La atmósfera que se consolidó a escala global hacia inicios de los años noventa, es bien conocida por aquellas personas que se ubican en el campo político de las izquierdas. Fueron los años de la llamada hegemonía política, económica y cultural del neoliberalismo, del Consenso de Washington: mientras el muro de Berlín se derrumbaba, emergían las teorías de los finales -léase- de la historia, de las clases, de las ideologías, de los grandes relatos. Para encontrar un paralelismo -de seguro un tanto forzado- a la significativa dimensión que asumió la ofensiva contra el pensamiento revolucionario, quizá tengamos que remontarnos a la derrota de la Comuna de París y las subsiguientes tres décadas sin revoluciones.
Desde Nuestramerica surgieron las primeras respuestas, insospechadas, inesperadas por todo el globo. Localizamos tres procesos políticos que comenzaron a resquebrajar la pretendida larga noche neoliberal, a saber: la del Ejército Zapatista de Liberación Nacional (EZLN) del sureste mexicano, la del Movimiento de los Trabajadores Rurales Sin Tierra (MST) del Brasil, y la de las organizaciones vecinales y campesino-indígenas de Bolivia. Cada una a su forma plateó una agenda “desde abajo”, con basamento en la autonomía política, el poder territorial, y la defensa de los bienes comunes contra la privatización de la vida.
En sintonía a la oposición al Consenso de Washington, el triunfo electoral de Chávez en 1998 inaugura -en términos de Ouviña y Thwaites Rey (2018)- el Ciclo de Impugnación al Neoliberalismo en América Latina (CINAL), es decir, el período que surgió como resultado de un proceso de activación de luchas populares iniciado en los años ‘90 y que puso límites a las salidas propuestas por la ortodoxia neoliberal; se desplegó en un contexto económico mundial donde China fue comprador de variados commodities (aportando así al alza de sus precios), permitiendo crecimiento económico, alivianando las balanzas comerciales y permitiendo políticas redistributivas orientadas desde el Estado; continuó o profundizó los esquemas productivos basados en la explotación de bienes naturales (extractivismo y reprimarización); priorizó “pactos de consumo y empleo”; intentó impulsar un proceso de integración regional alternativo a, y en confrontación con, la hegemonía estadounidense; y, por último, resultó insuficiente para contrarrestar la recomposición de fuerzas neoliberales que organizó una contraofensiva política desde el año 2015.
“El Ciclo de Impugnación al Neoliberalismo en América Latina fue el período que surgió como resultado de un proceso de activación de luchas populares iniciado en los años ‘90”
□ □ □ □ □
Problemas y tareas:
A - Traduce al inglés esta oración del texto sobre el neoliberalismo en América Latina: "Desde Nuestramerica surgieron las primeras respuestas, insospechadas, inesperadas por todo el globo."
B - Repite sin cambios el tramo del texto sobre el neoliberalismo en América Latina que empieza con las palabras que contienen "La atmósfera que" y termina con "décadas sin revoluciones.".
□ □ □ □ □
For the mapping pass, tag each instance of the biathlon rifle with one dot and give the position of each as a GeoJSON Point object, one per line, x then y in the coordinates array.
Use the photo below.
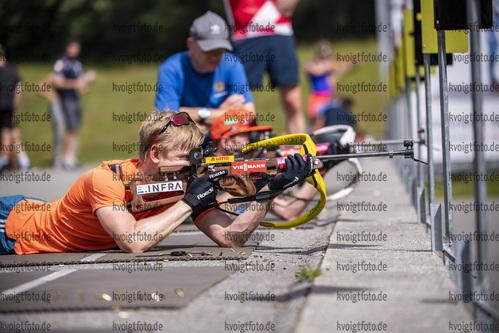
{"type": "Point", "coordinates": [241, 173]}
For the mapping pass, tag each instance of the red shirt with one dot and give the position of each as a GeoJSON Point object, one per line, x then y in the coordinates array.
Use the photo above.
{"type": "Point", "coordinates": [254, 18]}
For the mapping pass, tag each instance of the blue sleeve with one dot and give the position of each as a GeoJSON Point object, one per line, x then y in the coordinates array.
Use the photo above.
{"type": "Point", "coordinates": [169, 83]}
{"type": "Point", "coordinates": [238, 76]}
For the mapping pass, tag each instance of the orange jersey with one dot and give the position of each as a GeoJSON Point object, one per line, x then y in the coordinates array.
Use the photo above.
{"type": "Point", "coordinates": [70, 223]}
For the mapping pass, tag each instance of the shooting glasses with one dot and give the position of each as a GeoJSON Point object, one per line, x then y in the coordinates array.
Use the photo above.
{"type": "Point", "coordinates": [181, 118]}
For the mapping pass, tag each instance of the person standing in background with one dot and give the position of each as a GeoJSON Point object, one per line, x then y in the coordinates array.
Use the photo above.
{"type": "Point", "coordinates": [69, 81]}
{"type": "Point", "coordinates": [323, 72]}
{"type": "Point", "coordinates": [263, 28]}
{"type": "Point", "coordinates": [10, 97]}
{"type": "Point", "coordinates": [201, 81]}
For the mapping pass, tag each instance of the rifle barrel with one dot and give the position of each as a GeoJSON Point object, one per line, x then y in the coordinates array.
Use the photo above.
{"type": "Point", "coordinates": [408, 153]}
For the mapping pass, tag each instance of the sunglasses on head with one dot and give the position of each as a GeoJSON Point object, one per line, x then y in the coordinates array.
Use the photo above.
{"type": "Point", "coordinates": [181, 118]}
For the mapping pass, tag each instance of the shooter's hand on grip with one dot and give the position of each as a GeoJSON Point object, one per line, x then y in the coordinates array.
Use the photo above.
{"type": "Point", "coordinates": [202, 191]}
{"type": "Point", "coordinates": [296, 171]}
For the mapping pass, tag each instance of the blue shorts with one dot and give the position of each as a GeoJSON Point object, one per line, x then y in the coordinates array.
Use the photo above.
{"type": "Point", "coordinates": [275, 55]}
{"type": "Point", "coordinates": [6, 205]}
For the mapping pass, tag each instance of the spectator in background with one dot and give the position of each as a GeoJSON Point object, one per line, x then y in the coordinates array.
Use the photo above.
{"type": "Point", "coordinates": [337, 112]}
{"type": "Point", "coordinates": [323, 73]}
{"type": "Point", "coordinates": [69, 81]}
{"type": "Point", "coordinates": [10, 97]}
{"type": "Point", "coordinates": [201, 81]}
{"type": "Point", "coordinates": [263, 28]}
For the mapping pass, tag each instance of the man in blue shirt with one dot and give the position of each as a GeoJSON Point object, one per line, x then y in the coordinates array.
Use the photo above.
{"type": "Point", "coordinates": [203, 81]}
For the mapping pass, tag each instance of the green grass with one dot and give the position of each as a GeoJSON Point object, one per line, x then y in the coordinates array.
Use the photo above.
{"type": "Point", "coordinates": [99, 131]}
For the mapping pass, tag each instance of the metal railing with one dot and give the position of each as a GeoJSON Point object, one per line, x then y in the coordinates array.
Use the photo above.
{"type": "Point", "coordinates": [429, 212]}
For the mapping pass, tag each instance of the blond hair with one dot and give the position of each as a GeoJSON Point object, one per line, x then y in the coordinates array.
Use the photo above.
{"type": "Point", "coordinates": [185, 137]}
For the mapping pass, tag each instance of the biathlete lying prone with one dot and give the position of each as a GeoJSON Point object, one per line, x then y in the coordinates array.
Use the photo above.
{"type": "Point", "coordinates": [93, 214]}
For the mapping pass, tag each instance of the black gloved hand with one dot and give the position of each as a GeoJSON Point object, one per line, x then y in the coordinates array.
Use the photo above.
{"type": "Point", "coordinates": [202, 191]}
{"type": "Point", "coordinates": [296, 171]}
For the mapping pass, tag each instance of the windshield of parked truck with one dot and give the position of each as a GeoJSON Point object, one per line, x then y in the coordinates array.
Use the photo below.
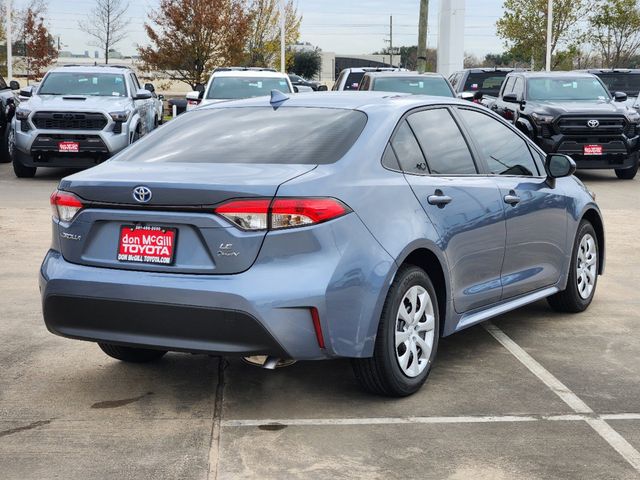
{"type": "Point", "coordinates": [488, 83]}
{"type": "Point", "coordinates": [628, 83]}
{"type": "Point", "coordinates": [567, 89]}
{"type": "Point", "coordinates": [85, 84]}
{"type": "Point", "coordinates": [418, 85]}
{"type": "Point", "coordinates": [225, 88]}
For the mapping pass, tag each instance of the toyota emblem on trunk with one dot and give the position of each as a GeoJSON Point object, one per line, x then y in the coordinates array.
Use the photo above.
{"type": "Point", "coordinates": [142, 194]}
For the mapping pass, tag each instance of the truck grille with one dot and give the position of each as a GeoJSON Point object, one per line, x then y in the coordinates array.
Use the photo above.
{"type": "Point", "coordinates": [69, 121]}
{"type": "Point", "coordinates": [580, 126]}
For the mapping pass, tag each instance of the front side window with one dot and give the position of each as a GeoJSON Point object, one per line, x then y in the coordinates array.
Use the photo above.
{"type": "Point", "coordinates": [418, 85]}
{"type": "Point", "coordinates": [252, 135]}
{"type": "Point", "coordinates": [567, 89]}
{"type": "Point", "coordinates": [88, 84]}
{"type": "Point", "coordinates": [442, 142]}
{"type": "Point", "coordinates": [504, 150]}
{"type": "Point", "coordinates": [227, 88]}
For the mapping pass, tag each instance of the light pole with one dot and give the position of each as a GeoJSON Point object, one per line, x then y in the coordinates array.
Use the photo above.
{"type": "Point", "coordinates": [9, 40]}
{"type": "Point", "coordinates": [549, 33]}
{"type": "Point", "coordinates": [282, 36]}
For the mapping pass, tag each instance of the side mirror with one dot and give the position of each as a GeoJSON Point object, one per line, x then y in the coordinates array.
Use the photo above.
{"type": "Point", "coordinates": [26, 92]}
{"type": "Point", "coordinates": [468, 96]}
{"type": "Point", "coordinates": [142, 94]}
{"type": "Point", "coordinates": [511, 98]}
{"type": "Point", "coordinates": [558, 165]}
{"type": "Point", "coordinates": [620, 97]}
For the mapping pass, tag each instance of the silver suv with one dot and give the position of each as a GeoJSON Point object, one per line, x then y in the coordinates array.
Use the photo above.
{"type": "Point", "coordinates": [79, 116]}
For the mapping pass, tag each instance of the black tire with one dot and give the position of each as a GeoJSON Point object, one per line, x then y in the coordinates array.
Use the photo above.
{"type": "Point", "coordinates": [382, 374]}
{"type": "Point", "coordinates": [627, 173]}
{"type": "Point", "coordinates": [569, 300]}
{"type": "Point", "coordinates": [4, 146]}
{"type": "Point", "coordinates": [131, 354]}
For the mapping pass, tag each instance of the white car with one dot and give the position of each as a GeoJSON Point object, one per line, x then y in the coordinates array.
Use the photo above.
{"type": "Point", "coordinates": [232, 83]}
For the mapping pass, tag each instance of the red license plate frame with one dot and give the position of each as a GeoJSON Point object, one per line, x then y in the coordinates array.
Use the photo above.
{"type": "Point", "coordinates": [148, 244]}
{"type": "Point", "coordinates": [68, 147]}
{"type": "Point", "coordinates": [592, 150]}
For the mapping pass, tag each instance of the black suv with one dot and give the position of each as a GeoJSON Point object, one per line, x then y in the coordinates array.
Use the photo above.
{"type": "Point", "coordinates": [625, 80]}
{"type": "Point", "coordinates": [8, 103]}
{"type": "Point", "coordinates": [484, 81]}
{"type": "Point", "coordinates": [573, 113]}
□ □ □ □ □
Soluciones a continuación:
A - From Nuestramerica came the first responses, unsuspected and unexpected all across the globe.

B -
La atmósfera que se consolidó a escala global hacia inicios de los años noventa, es bien conocida por aquellas personas que se ubican en el campo político de las izquierdas. Fueron los años de la llamada hegemonía política, económica y cultural del neoliberalismo, del Consenso de Washington: mientras el muro de Berlín se derrumbaba, emergían las teorías de los finales -léase- de la historia, de las clases, de las ideologías, de los grandes relatos. Para encontrar un paralelismo -de seguro un tanto forzado- a la significativa dimensión que asumió la ofensiva contra el pensamiento revolucionario, quizá tengamos que remontarnos a la derrota de la Comuna de París y las subsiguientes tres décadas sin revoluciones.